READING TEXT >>
— BEGIN —

- Thai Film Poster
- Directed by: Somching Srisupap
- Written by: Cher Kori
- Produced by: Visute Poolvoralaks
- Starring: Taya Rogers Ananda Everingham Arthit Ryu
- Cinematography: Taweesak Kumphati
- Edited by: Mahasak Tassanapayak
- Distributed by: Tai Entertainment
- Release date: 1998;
- Running time: 90 minutes
- Country: Thailand
- Language: Thai

= 303 Fear Faith Revenge =

303 Fear Faith Revenge (303 กลัว/กล้า/อาฆาต, ) is a 1998 Thai slasher film starring Taya Rogers, Arthit Ryu, and Ananda Everingham. In this film, an investigation into a star student's suicide results in several students being stranded in their closed school where they are hunted and killed one by one.

== Plot ==
In 1960, five teenagers began their new journey as students in St. George Catholic School. Chaidan (“Chai”) — a scholarship-funded boy originated from northern part of Thailand; Ghulsolsang (“Ghul”) — an avid photographer, searching for freedom; Sihnsamuth (“Sihn”) — sensitive and allergic; Pongketh ("Pong") — a good-looking student; and Traisoon (“Trai”) — who sees this school as a platform for him seeking popularity and becoming influential figure.

The freshies came from different backgrounds: from a wealthy family, a politician family, and a famous family; son of a military officer, a high rank officer, a civil servant, and a school alumnus.

The boys began flourished attraction with a picture of Prince Daovadueng Sila, an alumnus whose come with reputable as excellent student but raised a question why only a young picture of him was displayed. They began to dig for more information about him from the school's yearbook of 1952. They found out he was dead by suicide.

Unsatisfied with the limited resources, they began investigate the real reason behind the pronounce-suicide. Even Mr Choo, the long servant school janitor claimed that he had shot himself. The boys befriended Numkang, the daughter of fierce Mr Sawaeng ("Waeng"), the school bad-tempered teacher. Father Theodore also stated that Prince Daovadueng committed suicide.

One night they decided to use a Ouija board with inclusion of Numkang, who admired the late prince. By hailing the spirit of Prince Daovadueng and ask him about the actual reason behind his death, the cause of his death was not suicide, instead he had been murdered. Without their knowledge, the broken planchette releases the spirit of Chatta, the evil spirit of a boy who had been bullied, mentally and physically by his school mates.

Possessed-Sihnsamuth begins ignoring the investigations and shows no further interest. He also pursues them to abandon the research. One night after sneaking out to meet Numkang, Trai climbs to a hostel dorm and tries to get in through the bedroom window with help of a stranger's hand, before slipping and falling to his death. Chai and Ghu wonder why in the 1952 registration book, out of 116 admission there were no record of Daovadeung and other students, only 110 of them are listed. Although in the school's hall of fame, Daovadeung was dubbed as one of the school's best student.

— END —

RAW DATA >>
— BEGIN —

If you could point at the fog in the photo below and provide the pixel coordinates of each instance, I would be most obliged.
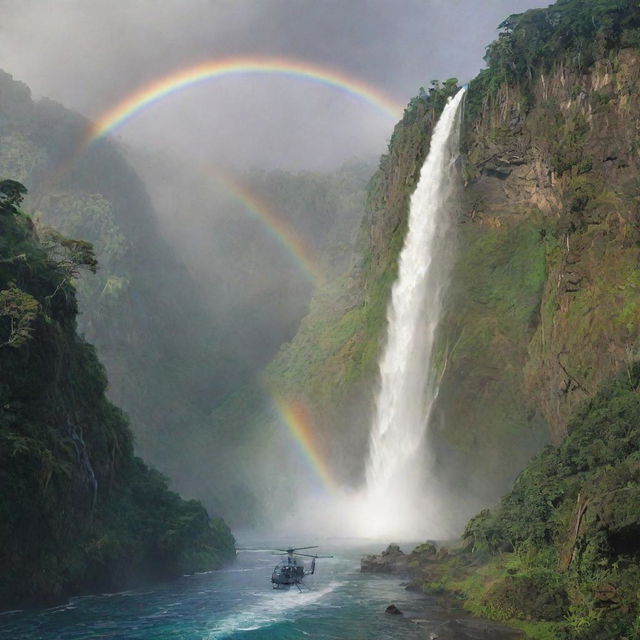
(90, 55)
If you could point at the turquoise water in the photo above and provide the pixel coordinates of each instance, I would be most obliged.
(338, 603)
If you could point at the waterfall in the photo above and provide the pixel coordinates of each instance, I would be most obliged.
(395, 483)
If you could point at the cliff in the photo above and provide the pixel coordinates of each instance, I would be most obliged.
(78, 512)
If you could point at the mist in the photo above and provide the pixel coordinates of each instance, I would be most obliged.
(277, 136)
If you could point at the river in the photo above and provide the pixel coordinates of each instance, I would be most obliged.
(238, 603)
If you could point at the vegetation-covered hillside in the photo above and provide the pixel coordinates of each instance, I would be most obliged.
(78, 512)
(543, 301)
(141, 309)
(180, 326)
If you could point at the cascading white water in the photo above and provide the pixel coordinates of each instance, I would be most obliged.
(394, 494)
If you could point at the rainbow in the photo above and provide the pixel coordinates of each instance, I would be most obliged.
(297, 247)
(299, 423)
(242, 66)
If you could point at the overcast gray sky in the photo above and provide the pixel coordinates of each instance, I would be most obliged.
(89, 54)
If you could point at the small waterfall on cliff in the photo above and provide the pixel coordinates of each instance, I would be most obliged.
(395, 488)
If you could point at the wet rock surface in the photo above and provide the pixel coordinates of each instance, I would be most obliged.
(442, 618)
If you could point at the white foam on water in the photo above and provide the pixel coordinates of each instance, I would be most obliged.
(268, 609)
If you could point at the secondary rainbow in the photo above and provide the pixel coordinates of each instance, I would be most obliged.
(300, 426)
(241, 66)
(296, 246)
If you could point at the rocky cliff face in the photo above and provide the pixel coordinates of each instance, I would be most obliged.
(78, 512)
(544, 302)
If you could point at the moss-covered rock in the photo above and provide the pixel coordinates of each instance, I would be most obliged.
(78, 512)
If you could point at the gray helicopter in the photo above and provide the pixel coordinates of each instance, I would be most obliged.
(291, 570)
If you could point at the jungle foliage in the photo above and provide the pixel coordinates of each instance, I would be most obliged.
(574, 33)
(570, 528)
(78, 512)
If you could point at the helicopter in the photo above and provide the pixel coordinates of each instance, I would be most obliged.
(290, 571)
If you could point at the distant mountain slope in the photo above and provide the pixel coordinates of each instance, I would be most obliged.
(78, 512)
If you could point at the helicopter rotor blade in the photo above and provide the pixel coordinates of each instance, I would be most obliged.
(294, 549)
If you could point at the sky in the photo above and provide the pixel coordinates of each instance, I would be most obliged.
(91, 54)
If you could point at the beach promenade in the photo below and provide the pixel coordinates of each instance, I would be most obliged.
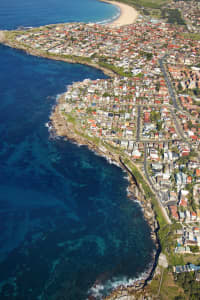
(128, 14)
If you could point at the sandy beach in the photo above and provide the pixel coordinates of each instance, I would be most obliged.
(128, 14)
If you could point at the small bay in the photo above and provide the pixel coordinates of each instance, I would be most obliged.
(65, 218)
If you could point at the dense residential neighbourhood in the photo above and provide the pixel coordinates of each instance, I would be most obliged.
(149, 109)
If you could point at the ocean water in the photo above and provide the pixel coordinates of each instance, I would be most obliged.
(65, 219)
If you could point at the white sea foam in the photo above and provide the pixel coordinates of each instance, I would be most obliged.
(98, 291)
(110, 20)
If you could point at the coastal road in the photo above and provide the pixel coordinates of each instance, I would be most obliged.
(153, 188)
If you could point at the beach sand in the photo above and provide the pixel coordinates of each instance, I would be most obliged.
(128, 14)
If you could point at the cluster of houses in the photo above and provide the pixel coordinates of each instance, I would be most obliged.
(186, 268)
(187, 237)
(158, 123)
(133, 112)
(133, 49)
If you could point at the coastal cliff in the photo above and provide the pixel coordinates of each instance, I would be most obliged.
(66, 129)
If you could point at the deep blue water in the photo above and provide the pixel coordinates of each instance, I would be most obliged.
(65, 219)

— END —

TASK SET >>
[a] Who is the school's janitor in the film article?
[b] Echo the passage of the film article that starts at "The freshies came" and ends after "dead by suicide.".
The items aren't needed here.

RESPONSES BY TASK >>
[a] Mr Choo is the school janitor.

[b]
The freshies came from different backgrounds: from a wealthy family, a politician family, and a famous family; son of a military officer, a high rank officer, a civil servant, and a school alumnus.

The boys began flourished attraction with a picture of Prince Daovadueng Sila, an alumnus whose come with reputable as excellent student but raised a question why only a young picture of him was displayed. They began to dig for more information about him from the school's yearbook of 1952. They found out he was dead by suicide.